Tuesday, May 17, 2016

Meaning

8:42am                      Writing Practice                         50°  Boise

Meaning. In order to be worth it every day, life must have meaning. There has to be a reason to get up each day and move around in the world, take care of things, engage with others and keep on going or else why bother. I seem to have slipped away from my meaning in life and I'm not sure how to get it back. I woke up this morning feeling empty and bored. I thought maybe I ought to find a job or go back to the hospital and do transport, but that would just be delaying the issue. I need to explore meaning in life and find out where mine went and how to create some more of it.

First of all, I think a lot of my life's meaning was helping others and having the intention to help others with my writing and workshops. I put everything aside in January intending to write books and when I hit a bumpy patch that hurt too much, I stopped working on that but didn't add anything back. I continued to hold space for writing even though I wasn't doing it. So I've been living in the void, missing Stephen, missing family, missing everything but unwilling to get up and do something different. Meaning has drained away from my life and that's what's making me feel so lost and drifting.

### Things to do
a: Reproduce the part of the Meaning entry starting with "First of all, I" and going on through "lost and drifting.".
b: According to the Meaning entry, what are all the things there has to be a reason to do each day?
The data is separate material and has no connection to the Meaning entry.

### Data shown
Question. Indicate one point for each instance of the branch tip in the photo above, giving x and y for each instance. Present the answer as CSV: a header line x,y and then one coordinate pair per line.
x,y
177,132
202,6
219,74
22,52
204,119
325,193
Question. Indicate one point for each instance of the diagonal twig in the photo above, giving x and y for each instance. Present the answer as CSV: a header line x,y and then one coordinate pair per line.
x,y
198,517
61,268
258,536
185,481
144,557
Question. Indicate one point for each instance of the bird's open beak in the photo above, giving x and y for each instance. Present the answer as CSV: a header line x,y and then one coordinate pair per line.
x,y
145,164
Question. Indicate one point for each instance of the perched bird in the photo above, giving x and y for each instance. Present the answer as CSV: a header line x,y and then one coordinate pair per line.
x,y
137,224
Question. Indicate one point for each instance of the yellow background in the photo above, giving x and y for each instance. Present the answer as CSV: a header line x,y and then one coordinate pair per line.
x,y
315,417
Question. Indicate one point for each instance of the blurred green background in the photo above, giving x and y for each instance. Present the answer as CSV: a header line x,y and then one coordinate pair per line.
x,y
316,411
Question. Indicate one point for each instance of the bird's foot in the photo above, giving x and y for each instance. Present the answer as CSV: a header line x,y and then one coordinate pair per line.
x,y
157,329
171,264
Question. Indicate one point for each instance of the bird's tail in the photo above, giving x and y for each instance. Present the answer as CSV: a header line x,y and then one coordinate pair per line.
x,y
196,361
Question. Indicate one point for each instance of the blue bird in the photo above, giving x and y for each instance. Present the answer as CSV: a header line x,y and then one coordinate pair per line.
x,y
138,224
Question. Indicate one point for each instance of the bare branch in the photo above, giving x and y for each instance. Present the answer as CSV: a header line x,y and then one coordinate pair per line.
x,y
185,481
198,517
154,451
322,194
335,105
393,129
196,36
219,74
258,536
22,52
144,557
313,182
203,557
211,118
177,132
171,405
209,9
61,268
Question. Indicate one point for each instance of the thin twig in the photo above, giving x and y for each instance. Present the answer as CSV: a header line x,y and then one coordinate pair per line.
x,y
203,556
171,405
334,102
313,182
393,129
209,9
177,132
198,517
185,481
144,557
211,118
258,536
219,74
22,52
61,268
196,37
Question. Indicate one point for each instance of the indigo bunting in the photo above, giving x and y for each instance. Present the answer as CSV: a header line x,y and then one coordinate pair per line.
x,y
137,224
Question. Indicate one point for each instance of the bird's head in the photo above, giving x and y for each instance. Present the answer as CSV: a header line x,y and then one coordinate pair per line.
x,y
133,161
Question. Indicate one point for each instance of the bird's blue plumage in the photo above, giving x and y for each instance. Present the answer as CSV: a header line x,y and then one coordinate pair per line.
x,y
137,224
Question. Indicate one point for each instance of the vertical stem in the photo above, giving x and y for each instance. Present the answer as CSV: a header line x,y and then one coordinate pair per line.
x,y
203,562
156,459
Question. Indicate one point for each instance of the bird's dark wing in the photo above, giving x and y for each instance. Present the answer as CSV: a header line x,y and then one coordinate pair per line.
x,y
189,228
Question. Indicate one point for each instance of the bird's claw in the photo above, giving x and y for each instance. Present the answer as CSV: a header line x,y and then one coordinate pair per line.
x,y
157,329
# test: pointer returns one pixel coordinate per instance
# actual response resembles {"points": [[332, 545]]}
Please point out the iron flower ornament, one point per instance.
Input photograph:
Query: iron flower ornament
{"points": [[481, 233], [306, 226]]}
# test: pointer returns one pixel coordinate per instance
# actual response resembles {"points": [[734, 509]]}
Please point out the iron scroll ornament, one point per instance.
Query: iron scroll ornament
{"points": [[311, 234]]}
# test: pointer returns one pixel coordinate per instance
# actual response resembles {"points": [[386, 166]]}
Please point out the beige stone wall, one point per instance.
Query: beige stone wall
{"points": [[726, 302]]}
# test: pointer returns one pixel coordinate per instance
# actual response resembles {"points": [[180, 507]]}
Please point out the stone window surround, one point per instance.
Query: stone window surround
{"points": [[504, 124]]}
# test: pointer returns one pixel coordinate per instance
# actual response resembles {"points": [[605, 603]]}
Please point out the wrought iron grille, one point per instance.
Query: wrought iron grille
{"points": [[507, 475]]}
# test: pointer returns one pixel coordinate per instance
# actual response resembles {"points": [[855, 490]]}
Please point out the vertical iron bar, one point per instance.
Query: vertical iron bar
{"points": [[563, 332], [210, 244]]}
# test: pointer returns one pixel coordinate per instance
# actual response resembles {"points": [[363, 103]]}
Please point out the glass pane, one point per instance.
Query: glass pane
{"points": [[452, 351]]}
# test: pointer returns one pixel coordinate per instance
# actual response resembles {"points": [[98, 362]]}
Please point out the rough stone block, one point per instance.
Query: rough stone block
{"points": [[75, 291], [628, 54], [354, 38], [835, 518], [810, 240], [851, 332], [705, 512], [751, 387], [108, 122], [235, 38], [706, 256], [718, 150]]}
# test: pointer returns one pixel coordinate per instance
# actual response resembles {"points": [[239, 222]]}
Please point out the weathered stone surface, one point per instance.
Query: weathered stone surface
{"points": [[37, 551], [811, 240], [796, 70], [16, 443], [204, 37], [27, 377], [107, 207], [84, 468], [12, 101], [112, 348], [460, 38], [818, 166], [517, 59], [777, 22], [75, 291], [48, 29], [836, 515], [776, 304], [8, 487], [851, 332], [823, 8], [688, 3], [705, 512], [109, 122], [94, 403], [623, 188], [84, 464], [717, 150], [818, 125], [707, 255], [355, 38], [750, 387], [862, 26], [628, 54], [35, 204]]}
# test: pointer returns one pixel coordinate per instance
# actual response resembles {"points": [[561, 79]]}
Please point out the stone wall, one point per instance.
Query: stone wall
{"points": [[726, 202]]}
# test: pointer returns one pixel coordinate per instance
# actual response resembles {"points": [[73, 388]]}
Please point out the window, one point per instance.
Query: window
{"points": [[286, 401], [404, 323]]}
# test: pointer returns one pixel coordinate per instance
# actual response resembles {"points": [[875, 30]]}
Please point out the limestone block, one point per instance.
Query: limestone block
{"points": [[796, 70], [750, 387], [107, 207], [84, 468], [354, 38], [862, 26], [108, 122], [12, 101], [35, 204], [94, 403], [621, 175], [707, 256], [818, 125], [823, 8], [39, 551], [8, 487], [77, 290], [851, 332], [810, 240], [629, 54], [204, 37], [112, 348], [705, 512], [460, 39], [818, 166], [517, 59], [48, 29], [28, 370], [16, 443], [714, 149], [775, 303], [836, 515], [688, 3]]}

### Per-task answers
a:
First of all, I think a lot of my life's meaning was helping others and having the intention to help others with my writing and workshops. I put everything aside in January intending to write books and when I hit a bumpy patch that hurt too much, I stopped working on that but didn't add anything back. I continued to hold space for writing even though I wasn't doing it. So I've been living in the void, missing Stephen, missing family, missing everything but unwilling to get up and do something different. Meaning has drained away from my life and that's what's making me feel so lost and drifting.

b:
- get up each day
- move around in the world
- take care of things
- engage with others
- keep on going